___ Given text ___

So far, so good. Camp is going well, I’m enjoying myself and trying many new things – today was yoga. I’m no butterfly, but I’m learning. Pluralism is touchy. Didn’t have the greatest Shabbat this week, but maybe I’m just homesick or feeling out of place. Perhaps I’ll write about it after I have another Shabbat under my belt.
My observation and what’s been on my heart this Shabbat, actually, is musical.
The camp where I’m working has a really interesting musical repertoire. The songs sung here are largely not the “typical” Jewish summer camp songs (at least, based on the camps in which I’ve been a camper and staff, which are all Ramah camps). Sure, every now and then we are graced with a niggun (mostly by Carlebach), but more often than not the songs being sung are Negro spirituals, or borrowed from church groups. They are American folk songs. Every now and then we hear a melody that rings South African or African tribal. Often we chant mantras, a concept that is borrowed from the Buddhist tradition – even if they are chanted using Hebrew text, they don’t ring “Jewish”.

___ Record excerpts ___

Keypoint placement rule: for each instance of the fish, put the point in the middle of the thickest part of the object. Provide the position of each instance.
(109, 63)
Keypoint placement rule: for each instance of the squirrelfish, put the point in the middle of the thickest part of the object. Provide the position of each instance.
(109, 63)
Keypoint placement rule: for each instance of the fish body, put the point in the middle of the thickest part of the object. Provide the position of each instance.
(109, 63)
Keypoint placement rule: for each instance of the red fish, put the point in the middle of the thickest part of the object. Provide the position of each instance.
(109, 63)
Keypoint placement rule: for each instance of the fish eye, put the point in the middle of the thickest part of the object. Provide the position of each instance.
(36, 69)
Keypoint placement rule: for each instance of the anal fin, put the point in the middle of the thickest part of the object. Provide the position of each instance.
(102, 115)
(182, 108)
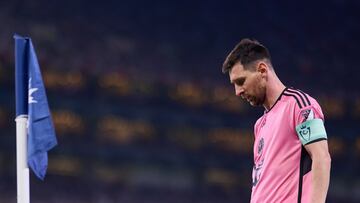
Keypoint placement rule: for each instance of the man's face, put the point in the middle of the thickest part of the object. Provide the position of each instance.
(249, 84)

___
___ Record excerpts ___

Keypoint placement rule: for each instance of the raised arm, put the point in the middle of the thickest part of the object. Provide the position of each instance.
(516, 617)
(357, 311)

___
___ Record excerpts ___

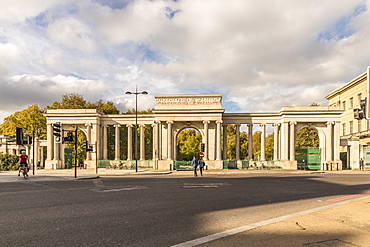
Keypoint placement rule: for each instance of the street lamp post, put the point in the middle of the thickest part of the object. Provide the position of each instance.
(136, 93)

___

== Challenge ==
Write the next few sentences of the camp journal post about Shabbat and camp songs, picking up right after its final line.

== Task response ==
Though it’s a Jewish camp experience, I’m really missing Jewish music. Where have all the augmented-seconds gone?? (For the record, someday I will teach the whole world that Carlebach’s Psalm 29 is not in major.)
Beyond my own yearning, though, came a different sadness. While I acknowledge that we benefit greatly from knowing others’ musical traditions, it’s still a little sad to think that faith groups, cultural groups, and national groups no longer own their own music. We fell that we can sing mantras that ring Buddhist, spirituals that ring African American, chants that ring African, gospel music that rings Baptist. We no longer have to intercourse with these groups in order to share music — we feel entitled and able to sing it for ourselves. But to what end? Because it is meaningful? Why can’t we find meaning in our own music? Why can’t we reinvigorate and compose within our own faith tradition? Why did we abandon our own song?
The poet asks in Psalm 133, “How can we sing the Lord’s song in a strange land?”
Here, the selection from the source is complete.